[Entries from a point annotation set]

* start *

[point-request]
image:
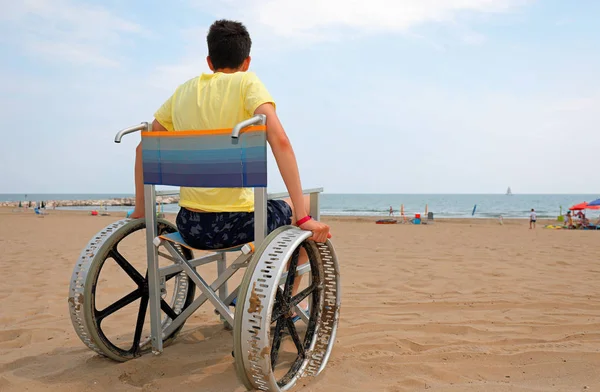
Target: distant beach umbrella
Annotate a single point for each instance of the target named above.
(594, 203)
(579, 207)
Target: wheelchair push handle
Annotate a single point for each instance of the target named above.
(257, 119)
(141, 127)
(145, 126)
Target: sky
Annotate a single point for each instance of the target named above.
(384, 96)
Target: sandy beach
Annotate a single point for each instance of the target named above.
(460, 305)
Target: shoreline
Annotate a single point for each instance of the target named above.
(117, 213)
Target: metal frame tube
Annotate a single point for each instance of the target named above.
(260, 215)
(221, 268)
(153, 273)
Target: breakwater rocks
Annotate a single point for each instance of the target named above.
(125, 201)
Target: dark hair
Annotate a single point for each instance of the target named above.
(228, 44)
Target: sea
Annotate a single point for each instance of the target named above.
(441, 205)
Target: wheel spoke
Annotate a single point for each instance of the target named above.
(120, 304)
(289, 282)
(294, 334)
(279, 308)
(277, 335)
(303, 294)
(127, 267)
(167, 309)
(139, 324)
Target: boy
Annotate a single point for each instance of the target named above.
(213, 218)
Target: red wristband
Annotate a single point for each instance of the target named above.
(303, 220)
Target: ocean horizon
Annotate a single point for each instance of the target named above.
(363, 204)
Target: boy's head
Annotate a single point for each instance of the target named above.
(228, 46)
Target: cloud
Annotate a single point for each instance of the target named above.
(317, 20)
(66, 31)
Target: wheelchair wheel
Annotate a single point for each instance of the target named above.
(109, 288)
(273, 351)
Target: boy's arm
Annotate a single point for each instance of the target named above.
(285, 157)
(288, 167)
(139, 209)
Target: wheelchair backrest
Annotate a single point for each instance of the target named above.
(206, 158)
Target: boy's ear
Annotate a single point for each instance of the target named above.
(246, 64)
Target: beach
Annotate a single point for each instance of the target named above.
(458, 305)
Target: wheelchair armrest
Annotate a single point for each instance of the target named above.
(314, 199)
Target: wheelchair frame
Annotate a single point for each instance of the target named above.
(263, 261)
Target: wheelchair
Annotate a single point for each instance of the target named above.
(267, 314)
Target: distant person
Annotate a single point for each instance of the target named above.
(532, 219)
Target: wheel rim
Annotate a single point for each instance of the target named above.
(92, 329)
(261, 299)
(282, 317)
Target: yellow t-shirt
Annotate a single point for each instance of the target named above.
(214, 101)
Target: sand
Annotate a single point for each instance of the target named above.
(460, 305)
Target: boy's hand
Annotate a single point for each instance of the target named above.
(320, 230)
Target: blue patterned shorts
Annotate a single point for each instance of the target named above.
(218, 230)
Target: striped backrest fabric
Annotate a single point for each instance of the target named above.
(206, 159)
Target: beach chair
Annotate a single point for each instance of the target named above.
(263, 303)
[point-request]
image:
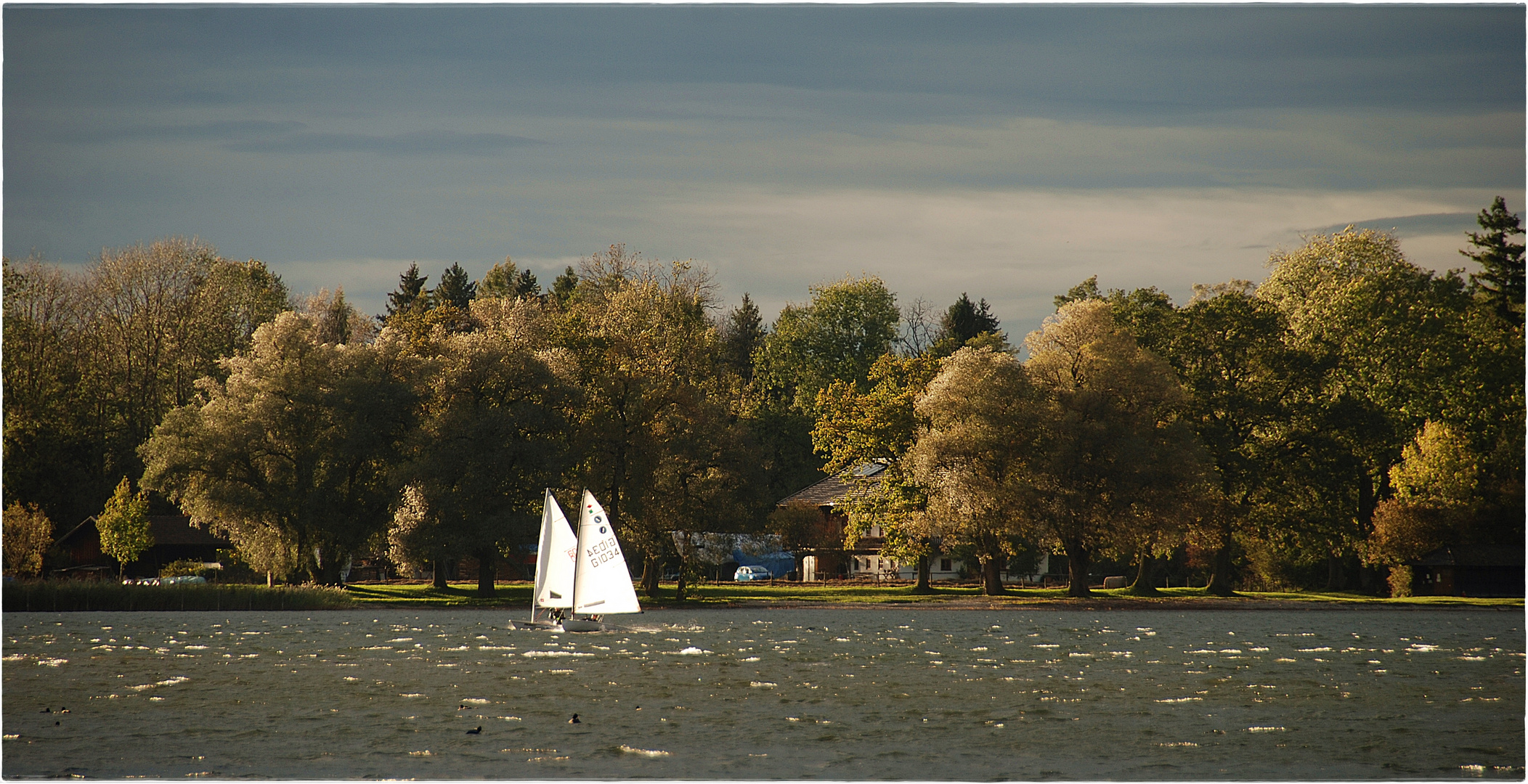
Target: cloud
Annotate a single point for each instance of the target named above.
(1431, 225)
(398, 144)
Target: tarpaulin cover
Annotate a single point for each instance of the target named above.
(778, 563)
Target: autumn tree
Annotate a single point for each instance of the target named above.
(975, 457)
(294, 448)
(664, 450)
(124, 526)
(879, 425)
(838, 335)
(492, 433)
(1115, 453)
(95, 359)
(28, 535)
(1241, 380)
(1392, 343)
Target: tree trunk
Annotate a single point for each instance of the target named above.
(1078, 563)
(651, 571)
(682, 586)
(992, 575)
(1336, 579)
(488, 572)
(1143, 584)
(923, 576)
(1222, 572)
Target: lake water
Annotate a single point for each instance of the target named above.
(758, 694)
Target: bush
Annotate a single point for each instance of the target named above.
(70, 595)
(188, 568)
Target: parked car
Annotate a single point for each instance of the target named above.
(751, 573)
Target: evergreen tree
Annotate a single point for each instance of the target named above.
(124, 526)
(505, 280)
(741, 334)
(410, 291)
(1501, 282)
(966, 320)
(563, 287)
(456, 287)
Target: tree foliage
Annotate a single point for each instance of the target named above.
(28, 535)
(294, 448)
(1501, 279)
(124, 525)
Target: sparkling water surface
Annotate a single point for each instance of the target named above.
(758, 694)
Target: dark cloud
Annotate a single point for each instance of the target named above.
(1428, 225)
(399, 144)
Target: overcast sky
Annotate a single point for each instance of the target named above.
(1007, 152)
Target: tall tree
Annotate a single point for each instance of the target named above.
(491, 436)
(410, 294)
(1392, 340)
(28, 535)
(1501, 277)
(664, 452)
(1118, 456)
(845, 327)
(564, 286)
(963, 322)
(456, 287)
(126, 338)
(296, 448)
(1241, 380)
(741, 334)
(879, 427)
(506, 280)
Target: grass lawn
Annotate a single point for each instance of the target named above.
(517, 595)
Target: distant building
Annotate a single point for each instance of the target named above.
(1468, 571)
(865, 560)
(174, 540)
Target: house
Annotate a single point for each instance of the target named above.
(1468, 571)
(174, 540)
(863, 560)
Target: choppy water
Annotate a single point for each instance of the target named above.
(838, 694)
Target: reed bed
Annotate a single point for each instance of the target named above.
(49, 597)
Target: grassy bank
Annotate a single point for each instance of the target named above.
(517, 597)
(66, 595)
(78, 595)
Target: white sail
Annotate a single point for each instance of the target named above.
(555, 555)
(601, 584)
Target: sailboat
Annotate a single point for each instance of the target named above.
(584, 573)
(556, 552)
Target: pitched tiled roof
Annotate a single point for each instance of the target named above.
(167, 529)
(833, 489)
(1472, 555)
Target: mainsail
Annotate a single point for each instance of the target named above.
(601, 583)
(555, 555)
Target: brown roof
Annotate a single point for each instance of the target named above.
(834, 488)
(167, 529)
(1474, 555)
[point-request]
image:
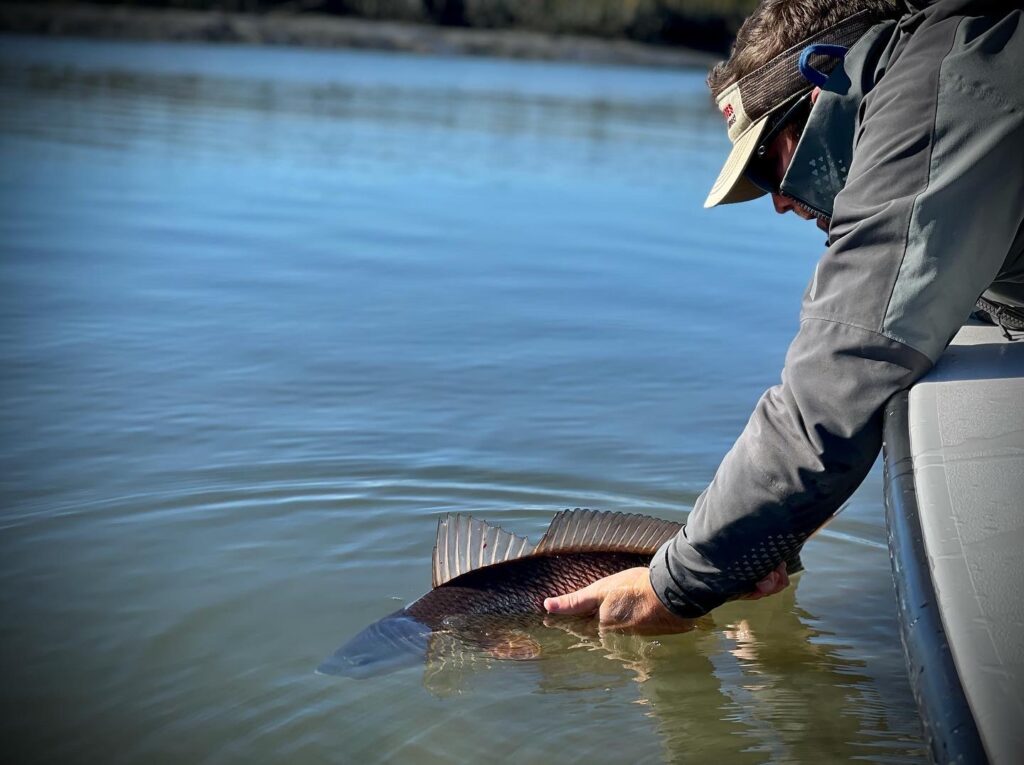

* end *

**EXERCISE TASK:** Please rewrite every line of the listing above as a Markdown table with the columns "Nr" and "Line", numbering the rows and leaving out blank lines. Omit the pictures from the answer.

**RESPONSE TO THIS EXERCISE:**
| Nr | Line |
|---|---|
| 1 | [point-request] |
| 2 | image: |
| 3 | Target: distant beach umbrella |
| 4 | Annotate a single point for each instance of the target named above. |
| 5 | (594, 203) |
| 6 | (579, 207) |
| 7 | Target: wheelchair push handle |
| 8 | Annotate a single point for each instance of the target named above. |
| 9 | (257, 119) |
| 10 | (141, 127) |
| 11 | (145, 126) |
| 12 | Target: sky |
| 13 | Annotate a single point for each instance of the target named above. |
| 14 | (384, 96) |
| 15 | Target: sandy beach |
| 16 | Annotate a single point for each instance of the target named above. |
| 17 | (460, 305) |
| 18 | Target: shoreline |
| 19 | Annotate a single point for each instance of the target named above. |
| 20 | (117, 213) |
| 21 | Target: metal frame tube |
| 22 | Annotate a single point for each instance of the target named above. |
| 23 | (260, 215) |
| 24 | (221, 268) |
| 25 | (153, 273) |
| 26 | Target: breakwater rocks |
| 27 | Annotate a single point for each instance of the target named above. |
| 28 | (125, 201) |
| 29 | Target: dark hair |
| 30 | Annotate a single point for each instance of the target named above. |
| 31 | (228, 44) |
| 32 | Target: sea |
| 33 | Annotate a single point for each instance of the target named above. |
| 34 | (441, 205) |
| 35 | Target: wheel spoke |
| 36 | Annotate a single point for each instance of the target named above. |
| 37 | (120, 304) |
| 38 | (289, 282) |
| 39 | (294, 334) |
| 40 | (279, 308) |
| 41 | (277, 335) |
| 42 | (303, 294) |
| 43 | (127, 267) |
| 44 | (167, 309) |
| 45 | (139, 324) |
| 46 | Target: boy |
| 47 | Annotate a single point for each instance of the target named above. |
| 48 | (213, 218) |
| 49 | Target: red wristband |
| 50 | Annotate a single point for each instance of the target named above. |
| 51 | (303, 220) |
| 52 | Target: ocean horizon |
| 53 | Annotate a single point for each instance of the target named above. |
| 54 | (363, 204) |
| 55 | Target: boy's head |
| 56 | Annotate a single point for each instance of the target named above. |
| 57 | (228, 46) |
| 58 | Target: cloud |
| 59 | Annotate a single point for each instance of the target named above. |
| 60 | (317, 20) |
| 61 | (66, 31) |
| 62 | Target: wheelchair wheel |
| 63 | Annotate a single point for each instance of the target named above. |
| 64 | (109, 288) |
| 65 | (273, 351) |
| 66 | Target: boy's arm |
| 67 | Annotate a single point for each instance of the target named above. |
| 68 | (285, 157) |
| 69 | (288, 167) |
| 70 | (139, 209) |
| 71 | Target: wheelchair backrest |
| 72 | Annotate a single point for each instance of the target named above. |
| 73 | (206, 158) |
| 74 | Target: boy's ear |
| 75 | Annotate a single point for each instance of the target named above. |
| 76 | (246, 64) |
| 77 | Target: beach |
| 78 | Annotate a single point for each instance of the target named above. |
| 79 | (458, 305) |
| 80 | Target: wheelchair armrest |
| 81 | Annotate a single point for each instance of the target named above. |
| 82 | (314, 199) |
| 83 | Target: wheelchair frame |
| 84 | Annotate a single point for each instance of the target named above. |
| 85 | (263, 261) |
| 86 | Target: wheelchair |
| 87 | Annotate a single point for each instance of the target named above. |
| 88 | (267, 314) |
| 89 | Target: distant person |
| 90 | Annotate a single point for each instance of the target named above. |
| 91 | (532, 219) |
| 92 | Target: wheel rim |
| 93 | Annotate a single point for each instance of the target named above. |
| 94 | (92, 329) |
| 95 | (261, 299) |
| 96 | (282, 317) |
| 97 | Target: yellow t-shirt |
| 98 | Annotate a single point for each instance of the target named above. |
| 99 | (214, 101) |
| 100 | Target: sand |
| 101 | Annotate a single point for each instance of the target named above. |
| 102 | (460, 305) |
| 103 | Target: boy's hand |
| 104 | Annotate a single point for each instance of the target named above. |
| 105 | (320, 230) |
| 106 | Target: blue patterned shorts |
| 107 | Annotate a single point for each instance of the target named above. |
| 108 | (218, 230) |
| 109 | Target: striped backrest fabric |
| 110 | Annotate a single point for each instance of the target named above. |
| 111 | (206, 159) |
| 112 | Target: beach chair |
| 113 | Annotate a single point for each instance of the target named above. |
| 114 | (263, 303) |
| 115 | [point-request] |
| 116 | image: |
| 117 | Target: cloud |
| 118 | Annotate a single point for each instance of the target named above. |
| 119 | (1431, 225) |
| 120 | (398, 144) |
| 121 | Target: tarpaulin cover |
| 122 | Annotate a single point for each instance of the target named above. |
| 123 | (778, 563) |
| 124 | Target: autumn tree |
| 125 | Annotate a single point for each instance of the target named above. |
| 126 | (975, 457) |
| 127 | (294, 448) |
| 128 | (664, 450) |
| 129 | (124, 526) |
| 130 | (879, 425) |
| 131 | (838, 335) |
| 132 | (492, 433) |
| 133 | (1115, 453) |
| 134 | (95, 359) |
| 135 | (28, 535) |
| 136 | (1241, 380) |
| 137 | (1392, 343) |
| 138 | Target: tree trunk |
| 139 | Annotate a single point for each instance of the target named above. |
| 140 | (1078, 563) |
| 141 | (651, 571) |
| 142 | (682, 586) |
| 143 | (992, 575) |
| 144 | (1336, 579) |
| 145 | (488, 572) |
| 146 | (1143, 584) |
| 147 | (923, 576) |
| 148 | (1222, 572) |
| 149 | Target: lake water |
| 150 | Annotate a single point for each instance of the target named above. |
| 151 | (758, 694) |
| 152 | Target: bush |
| 153 | Annotate a single point for each instance of the target named above. |
| 154 | (70, 595) |
| 155 | (188, 568) |
| 156 | Target: parked car |
| 157 | Annotate a single point for each instance of the target named above. |
| 158 | (751, 573) |
| 159 | Target: evergreen tree |
| 160 | Annotate a single point for each instance of the target named above. |
| 161 | (124, 526) |
| 162 | (505, 280) |
| 163 | (741, 334) |
| 164 | (410, 291) |
| 165 | (1501, 282) |
| 166 | (966, 320) |
| 167 | (563, 287) |
| 168 | (456, 287) |
| 169 | Target: tree foliage |
| 170 | Annotate a single point for each instance of the target named above. |
| 171 | (28, 535) |
| 172 | (294, 448) |
| 173 | (1501, 279) |
| 174 | (124, 525) |
| 175 | Target: sparkling water surface |
| 176 | Annotate a single point for each instance of the target named above. |
| 177 | (758, 694) |
| 178 | Target: dark cloud |
| 179 | Annotate a single point for each instance of the target named above. |
| 180 | (1428, 225) |
| 181 | (399, 144) |
| 182 | Target: overcast sky |
| 183 | Annotate a single point for each instance of the target named above. |
| 184 | (1007, 152) |
| 185 | Target: tall tree |
| 186 | Annotate a single point for each instance of the target named above. |
| 187 | (491, 436) |
| 188 | (410, 294) |
| 189 | (1392, 340) |
| 190 | (28, 535) |
| 191 | (1501, 277) |
| 192 | (664, 452) |
| 193 | (1118, 456) |
| 194 | (845, 327) |
| 195 | (564, 286) |
| 196 | (963, 322) |
| 197 | (456, 287) |
| 198 | (126, 338) |
| 199 | (296, 448) |
| 200 | (1241, 380) |
| 201 | (741, 334) |
| 202 | (879, 427) |
| 203 | (506, 280) |
| 204 | Target: grass lawn |
| 205 | Annotate a single point for each instance of the target named above. |
| 206 | (517, 595) |
| 207 | Target: distant building |
| 208 | Annotate a single point for each instance of the target named above. |
| 209 | (1468, 571) |
| 210 | (865, 560) |
| 211 | (174, 540) |
| 212 | Target: house |
| 213 | Annotate a single point for each instance of the target named above. |
| 214 | (1468, 571) |
| 215 | (174, 540) |
| 216 | (863, 560) |
| 217 | Target: choppy water |
| 218 | Annotate a single point for each instance of the target named above. |
| 219 | (838, 694) |
| 220 | Target: reed bed |
| 221 | Annotate a single point for each instance of the target named above. |
| 222 | (49, 597) |
| 223 | Target: grassy bank |
| 224 | Annotate a single point for each instance of the target named above. |
| 225 | (517, 597) |
| 226 | (66, 595) |
| 227 | (78, 595) |
| 228 | Target: white sail |
| 229 | Annotate a single point for each instance of the target named above. |
| 230 | (555, 555) |
| 231 | (601, 584) |
| 232 | Target: sailboat |
| 233 | Annotate a single point for each instance of the target named above. |
| 234 | (584, 573) |
| 235 | (556, 552) |
| 236 | Target: pitched tiled roof |
| 237 | Annotate a single point for each instance of the target named above. |
| 238 | (167, 529) |
| 239 | (833, 489) |
| 240 | (1472, 555) |
| 241 | Target: mainsail |
| 242 | Annotate a single point for each instance of the target named above. |
| 243 | (601, 583) |
| 244 | (555, 555) |
| 245 | Target: brown roof |
| 246 | Annotate a single point for each instance of the target named above. |
| 247 | (834, 488) |
| 248 | (167, 529) |
| 249 | (1474, 555) |
| 250 | [point-request] |
| 251 | image: |